(Records contained in a dataset)

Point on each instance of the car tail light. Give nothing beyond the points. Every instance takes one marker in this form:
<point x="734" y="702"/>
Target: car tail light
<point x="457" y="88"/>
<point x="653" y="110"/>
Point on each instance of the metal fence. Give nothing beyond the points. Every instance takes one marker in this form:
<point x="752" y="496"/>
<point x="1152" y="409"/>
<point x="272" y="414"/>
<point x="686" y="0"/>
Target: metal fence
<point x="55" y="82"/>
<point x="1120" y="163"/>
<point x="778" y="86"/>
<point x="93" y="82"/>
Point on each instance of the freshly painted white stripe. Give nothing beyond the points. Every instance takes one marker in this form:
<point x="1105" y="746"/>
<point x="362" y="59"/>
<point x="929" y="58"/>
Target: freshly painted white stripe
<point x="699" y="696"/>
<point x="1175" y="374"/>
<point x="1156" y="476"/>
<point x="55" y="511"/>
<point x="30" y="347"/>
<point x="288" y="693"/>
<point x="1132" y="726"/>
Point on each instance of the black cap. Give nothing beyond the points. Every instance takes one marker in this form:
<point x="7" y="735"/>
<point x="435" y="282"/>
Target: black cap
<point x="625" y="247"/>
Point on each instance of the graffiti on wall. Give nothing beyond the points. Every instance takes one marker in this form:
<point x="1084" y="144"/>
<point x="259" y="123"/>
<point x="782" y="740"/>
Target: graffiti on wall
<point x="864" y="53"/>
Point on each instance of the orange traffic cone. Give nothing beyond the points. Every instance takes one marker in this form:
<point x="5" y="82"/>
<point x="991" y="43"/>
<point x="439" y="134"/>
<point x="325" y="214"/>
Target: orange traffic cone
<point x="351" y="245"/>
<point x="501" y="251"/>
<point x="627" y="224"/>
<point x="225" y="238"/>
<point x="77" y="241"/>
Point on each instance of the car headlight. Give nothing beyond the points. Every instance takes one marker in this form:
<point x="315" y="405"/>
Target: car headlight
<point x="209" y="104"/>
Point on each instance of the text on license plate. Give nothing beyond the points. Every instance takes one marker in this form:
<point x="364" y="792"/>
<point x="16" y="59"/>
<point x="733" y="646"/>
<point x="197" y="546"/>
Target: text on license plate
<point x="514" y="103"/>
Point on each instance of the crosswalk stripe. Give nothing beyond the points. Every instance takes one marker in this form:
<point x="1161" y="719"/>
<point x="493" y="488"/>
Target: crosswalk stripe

**WHAT THE EXERCISE ASKS**: Reproduce exactly the line that holds "Point on each instance of the car headlight.", then every line after it, ending with the final line of the records above.

**RESULT OF THE TASK**:
Point on each instance of the car headlight. Give nothing beyond the points. Every instance takes one marker in this form:
<point x="315" y="405"/>
Target: car headlight
<point x="209" y="104"/>
Point on each instance of the text on license plate. Give nothing beyond the points. Every instance takes one marker in this form:
<point x="364" y="792"/>
<point x="16" y="59"/>
<point x="733" y="646"/>
<point x="197" y="546"/>
Target: text on license plate
<point x="514" y="103"/>
Point on each instance of the crosswalk stripe. Give nothing beyond the points. Every instance takes one marker in this form:
<point x="1161" y="719"/>
<point x="493" y="488"/>
Target: crosswalk stripe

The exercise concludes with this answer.